Start of DATA SUPPLIED
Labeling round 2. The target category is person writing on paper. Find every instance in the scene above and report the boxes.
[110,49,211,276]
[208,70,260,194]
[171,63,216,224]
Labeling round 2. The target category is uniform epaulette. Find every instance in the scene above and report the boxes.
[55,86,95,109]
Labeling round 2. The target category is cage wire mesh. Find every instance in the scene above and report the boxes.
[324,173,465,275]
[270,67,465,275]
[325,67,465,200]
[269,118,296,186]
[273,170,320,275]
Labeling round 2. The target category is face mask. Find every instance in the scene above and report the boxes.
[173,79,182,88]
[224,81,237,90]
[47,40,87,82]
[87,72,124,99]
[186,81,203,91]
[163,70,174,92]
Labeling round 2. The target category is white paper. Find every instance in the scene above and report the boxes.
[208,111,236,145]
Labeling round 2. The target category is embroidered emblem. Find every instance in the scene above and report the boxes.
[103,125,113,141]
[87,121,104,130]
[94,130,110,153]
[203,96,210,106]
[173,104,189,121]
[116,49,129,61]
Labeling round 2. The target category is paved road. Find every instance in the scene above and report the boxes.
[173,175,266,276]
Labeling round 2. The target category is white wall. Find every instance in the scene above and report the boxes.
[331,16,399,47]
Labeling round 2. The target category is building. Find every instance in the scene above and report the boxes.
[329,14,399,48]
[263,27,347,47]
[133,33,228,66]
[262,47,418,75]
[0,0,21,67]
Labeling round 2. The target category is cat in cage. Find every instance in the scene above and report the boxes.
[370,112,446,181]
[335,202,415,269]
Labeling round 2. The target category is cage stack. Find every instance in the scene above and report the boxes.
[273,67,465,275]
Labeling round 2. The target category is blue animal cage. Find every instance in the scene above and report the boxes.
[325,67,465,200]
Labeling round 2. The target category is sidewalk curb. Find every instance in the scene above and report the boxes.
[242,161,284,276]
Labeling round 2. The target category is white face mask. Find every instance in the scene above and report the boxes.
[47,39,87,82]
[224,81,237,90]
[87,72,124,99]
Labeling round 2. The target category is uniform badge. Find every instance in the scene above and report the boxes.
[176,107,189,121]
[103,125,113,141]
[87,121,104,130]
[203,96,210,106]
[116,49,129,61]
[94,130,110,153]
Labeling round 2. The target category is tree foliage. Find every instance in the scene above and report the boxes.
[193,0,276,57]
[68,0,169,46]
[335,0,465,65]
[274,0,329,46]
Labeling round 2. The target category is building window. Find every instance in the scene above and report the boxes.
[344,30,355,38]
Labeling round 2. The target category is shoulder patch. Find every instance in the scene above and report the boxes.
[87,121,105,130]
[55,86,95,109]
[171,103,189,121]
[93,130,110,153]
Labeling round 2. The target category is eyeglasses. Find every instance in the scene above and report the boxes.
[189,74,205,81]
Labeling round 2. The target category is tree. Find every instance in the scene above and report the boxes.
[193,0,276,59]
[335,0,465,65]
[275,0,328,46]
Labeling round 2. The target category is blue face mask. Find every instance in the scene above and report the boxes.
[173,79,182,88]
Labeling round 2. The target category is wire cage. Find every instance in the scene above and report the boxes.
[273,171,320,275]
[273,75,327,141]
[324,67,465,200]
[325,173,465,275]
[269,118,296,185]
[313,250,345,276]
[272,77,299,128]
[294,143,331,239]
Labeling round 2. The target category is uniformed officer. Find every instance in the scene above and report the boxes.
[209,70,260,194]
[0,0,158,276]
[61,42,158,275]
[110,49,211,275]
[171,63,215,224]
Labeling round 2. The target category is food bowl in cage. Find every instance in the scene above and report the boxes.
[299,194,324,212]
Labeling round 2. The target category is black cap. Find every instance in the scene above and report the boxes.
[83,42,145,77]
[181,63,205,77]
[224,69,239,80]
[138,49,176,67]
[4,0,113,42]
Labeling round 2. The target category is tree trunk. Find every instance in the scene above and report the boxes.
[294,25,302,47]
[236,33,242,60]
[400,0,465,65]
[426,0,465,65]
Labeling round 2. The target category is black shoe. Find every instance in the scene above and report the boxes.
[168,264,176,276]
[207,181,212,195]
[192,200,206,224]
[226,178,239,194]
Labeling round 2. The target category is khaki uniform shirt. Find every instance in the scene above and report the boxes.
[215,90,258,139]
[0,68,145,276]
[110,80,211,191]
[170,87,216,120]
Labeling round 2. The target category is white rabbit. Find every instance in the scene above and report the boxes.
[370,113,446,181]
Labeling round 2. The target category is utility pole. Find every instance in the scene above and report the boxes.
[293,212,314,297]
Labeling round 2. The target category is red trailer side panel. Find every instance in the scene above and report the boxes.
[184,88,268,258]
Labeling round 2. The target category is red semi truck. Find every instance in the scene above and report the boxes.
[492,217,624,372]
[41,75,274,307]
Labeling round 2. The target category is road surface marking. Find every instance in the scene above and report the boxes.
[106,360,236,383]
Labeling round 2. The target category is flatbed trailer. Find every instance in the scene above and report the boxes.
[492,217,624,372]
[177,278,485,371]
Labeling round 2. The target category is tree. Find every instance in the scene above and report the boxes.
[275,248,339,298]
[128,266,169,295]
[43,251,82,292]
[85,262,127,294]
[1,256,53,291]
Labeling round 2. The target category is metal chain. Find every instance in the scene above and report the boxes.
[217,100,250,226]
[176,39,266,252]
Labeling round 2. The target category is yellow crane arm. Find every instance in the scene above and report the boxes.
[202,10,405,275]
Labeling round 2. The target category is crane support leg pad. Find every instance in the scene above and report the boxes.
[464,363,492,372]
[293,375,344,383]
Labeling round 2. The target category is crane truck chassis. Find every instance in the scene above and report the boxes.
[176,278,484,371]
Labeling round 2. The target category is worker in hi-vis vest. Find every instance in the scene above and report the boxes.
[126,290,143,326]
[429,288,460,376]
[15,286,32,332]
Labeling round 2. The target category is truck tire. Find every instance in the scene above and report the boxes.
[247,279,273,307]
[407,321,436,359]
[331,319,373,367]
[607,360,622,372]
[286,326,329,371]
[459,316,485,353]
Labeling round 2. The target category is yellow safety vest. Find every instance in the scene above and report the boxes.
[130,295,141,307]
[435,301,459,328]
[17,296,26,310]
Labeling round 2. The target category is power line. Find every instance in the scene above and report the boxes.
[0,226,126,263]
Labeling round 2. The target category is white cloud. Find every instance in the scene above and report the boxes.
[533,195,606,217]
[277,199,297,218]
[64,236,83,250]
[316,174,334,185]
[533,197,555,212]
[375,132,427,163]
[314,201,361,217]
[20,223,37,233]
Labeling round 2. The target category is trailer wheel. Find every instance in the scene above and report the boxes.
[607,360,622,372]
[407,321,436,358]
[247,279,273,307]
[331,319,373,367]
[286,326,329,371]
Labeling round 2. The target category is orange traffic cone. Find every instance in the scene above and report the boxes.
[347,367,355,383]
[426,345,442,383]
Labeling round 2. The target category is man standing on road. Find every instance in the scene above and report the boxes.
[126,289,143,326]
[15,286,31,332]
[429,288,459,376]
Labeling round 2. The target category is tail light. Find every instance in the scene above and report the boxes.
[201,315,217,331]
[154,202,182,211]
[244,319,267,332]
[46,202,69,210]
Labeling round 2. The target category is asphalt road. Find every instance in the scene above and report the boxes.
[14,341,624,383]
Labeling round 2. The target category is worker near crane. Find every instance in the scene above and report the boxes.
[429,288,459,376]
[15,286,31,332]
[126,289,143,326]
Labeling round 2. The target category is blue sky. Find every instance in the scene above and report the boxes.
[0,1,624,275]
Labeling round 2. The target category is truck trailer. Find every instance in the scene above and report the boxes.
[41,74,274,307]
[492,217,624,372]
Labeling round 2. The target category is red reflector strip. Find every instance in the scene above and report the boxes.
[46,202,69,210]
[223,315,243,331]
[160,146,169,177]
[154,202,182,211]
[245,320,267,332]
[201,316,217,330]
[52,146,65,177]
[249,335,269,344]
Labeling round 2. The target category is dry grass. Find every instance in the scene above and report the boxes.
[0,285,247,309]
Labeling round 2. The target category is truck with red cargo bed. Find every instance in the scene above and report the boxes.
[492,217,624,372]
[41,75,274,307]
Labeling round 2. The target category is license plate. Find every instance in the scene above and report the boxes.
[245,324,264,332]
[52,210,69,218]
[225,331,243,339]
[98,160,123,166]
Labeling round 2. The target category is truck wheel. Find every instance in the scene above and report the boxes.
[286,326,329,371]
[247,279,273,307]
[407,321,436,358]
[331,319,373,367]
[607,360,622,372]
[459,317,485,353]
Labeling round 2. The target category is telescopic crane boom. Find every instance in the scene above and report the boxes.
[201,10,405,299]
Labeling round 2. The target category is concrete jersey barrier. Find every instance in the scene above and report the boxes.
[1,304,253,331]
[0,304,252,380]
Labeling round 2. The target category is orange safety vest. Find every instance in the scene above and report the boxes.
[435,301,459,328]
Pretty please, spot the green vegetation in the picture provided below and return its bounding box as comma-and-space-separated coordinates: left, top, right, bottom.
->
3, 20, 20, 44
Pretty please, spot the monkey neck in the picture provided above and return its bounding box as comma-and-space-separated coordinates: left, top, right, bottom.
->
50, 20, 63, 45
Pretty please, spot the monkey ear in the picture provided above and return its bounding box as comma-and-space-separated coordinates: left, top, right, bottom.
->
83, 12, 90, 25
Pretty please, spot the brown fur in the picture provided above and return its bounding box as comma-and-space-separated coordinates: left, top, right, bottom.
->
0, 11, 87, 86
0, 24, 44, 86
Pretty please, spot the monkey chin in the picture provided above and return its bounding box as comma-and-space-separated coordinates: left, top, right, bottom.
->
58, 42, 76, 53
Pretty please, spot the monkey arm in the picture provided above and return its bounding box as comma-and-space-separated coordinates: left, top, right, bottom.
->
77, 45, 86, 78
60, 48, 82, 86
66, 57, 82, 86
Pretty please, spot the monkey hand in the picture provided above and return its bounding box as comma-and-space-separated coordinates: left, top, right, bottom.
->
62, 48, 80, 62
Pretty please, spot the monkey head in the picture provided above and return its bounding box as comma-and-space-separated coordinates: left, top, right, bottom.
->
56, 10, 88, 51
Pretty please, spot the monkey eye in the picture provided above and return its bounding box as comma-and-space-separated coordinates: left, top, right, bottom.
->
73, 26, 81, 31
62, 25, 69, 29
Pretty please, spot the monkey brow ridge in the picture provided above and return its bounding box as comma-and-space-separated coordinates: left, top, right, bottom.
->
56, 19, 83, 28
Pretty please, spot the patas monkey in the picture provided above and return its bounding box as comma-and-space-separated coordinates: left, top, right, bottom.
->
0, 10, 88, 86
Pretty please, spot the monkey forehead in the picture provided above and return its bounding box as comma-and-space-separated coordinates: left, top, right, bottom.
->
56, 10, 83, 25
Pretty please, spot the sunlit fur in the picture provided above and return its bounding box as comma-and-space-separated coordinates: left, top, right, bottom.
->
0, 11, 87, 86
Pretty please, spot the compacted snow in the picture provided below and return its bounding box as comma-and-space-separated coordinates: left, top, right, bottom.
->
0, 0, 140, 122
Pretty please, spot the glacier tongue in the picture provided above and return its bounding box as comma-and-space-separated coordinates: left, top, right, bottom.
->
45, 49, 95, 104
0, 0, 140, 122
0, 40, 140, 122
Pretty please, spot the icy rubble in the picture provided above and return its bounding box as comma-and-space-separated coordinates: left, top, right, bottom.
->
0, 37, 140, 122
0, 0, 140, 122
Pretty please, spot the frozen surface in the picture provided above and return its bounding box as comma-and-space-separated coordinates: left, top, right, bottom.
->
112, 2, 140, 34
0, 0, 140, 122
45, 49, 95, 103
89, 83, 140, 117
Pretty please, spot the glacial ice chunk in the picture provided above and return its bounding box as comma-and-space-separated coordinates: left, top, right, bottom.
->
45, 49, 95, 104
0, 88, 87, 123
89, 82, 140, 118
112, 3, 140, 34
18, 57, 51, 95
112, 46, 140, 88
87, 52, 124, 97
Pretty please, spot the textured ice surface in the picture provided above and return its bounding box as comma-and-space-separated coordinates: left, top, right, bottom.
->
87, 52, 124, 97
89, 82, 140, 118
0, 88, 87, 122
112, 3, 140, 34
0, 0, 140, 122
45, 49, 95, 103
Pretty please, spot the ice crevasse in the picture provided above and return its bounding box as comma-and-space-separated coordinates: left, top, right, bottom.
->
End of DATA SUPPLIED
* TO BE DONE *
Switch every "report the boxes" to "list the boxes" in the part of the material that opens with the line containing "Labeling round 2. The target category is tail" and closes with the line containing "3, 20, 20, 44". Give only those lines again, with nothing else changed.

* THE OUTPUT *
Labeling round 2. The target category is tail light. Find every instance in the scene above and list the boxes.
[201,315,217,331]
[154,202,182,211]
[244,319,267,332]
[46,202,69,210]
Labeling round 2. The target category is asphalt road. Find every instance in the scene above and list the boxes.
[14,341,624,383]
Labeling round 2. The target category is worker near crane. Find every instance in the scene above and list the boxes.
[429,288,459,376]
[15,286,31,332]
[126,289,143,326]
Labeling round 2. The target category is blue sky. Find every instance in the scene above and list the boxes.
[0,1,624,275]
Labeling round 2. The target category is truck trailer. Find every instance in the scene above and list the boxes.
[41,74,274,307]
[492,217,624,372]
Labeling round 2. The target category is red reflector strip. Find every instance in the scene above and list the boxes.
[46,202,69,210]
[223,315,243,331]
[160,146,169,177]
[154,202,182,211]
[245,320,267,332]
[201,316,217,330]
[52,146,65,177]
[249,335,269,344]
Labeling round 2. The target category is dry grass. Find every instance in the scene above and list the boxes.
[0,285,247,309]
Labeling round 2. The target category is truck with red cargo bed. Find every instance in the scene above and list the boxes.
[492,217,624,372]
[41,75,274,307]
Labeling round 2. The target category is license plate. Find every instance in the scene above and list the boxes.
[245,324,264,332]
[52,210,69,218]
[225,331,243,339]
[98,160,123,166]
Labeling round 2. The target category is truck wheel. Find every instance in the scene above and list the boxes.
[286,326,329,371]
[247,279,273,307]
[407,321,436,358]
[331,319,373,367]
[607,360,622,372]
[459,317,485,353]
Labeling round 2. The target category is telescopic crane boom. Find every instance in the scene above and list the boxes.
[201,10,405,299]
Labeling round 2. The target category is concrete jersey barrier. Find every instance in the scene above and list the boxes.
[1,304,253,331]
[0,304,252,380]
Labeling round 2. The target category is orange safety vest. Find every instance in the scene above and list the boxes.
[435,301,459,328]
Pretty please, spot the green vegetation in the picture provided below and return its bounding box as comma-and-space-separated coordinates: left, top, right, bottom.
->
3, 20, 20, 44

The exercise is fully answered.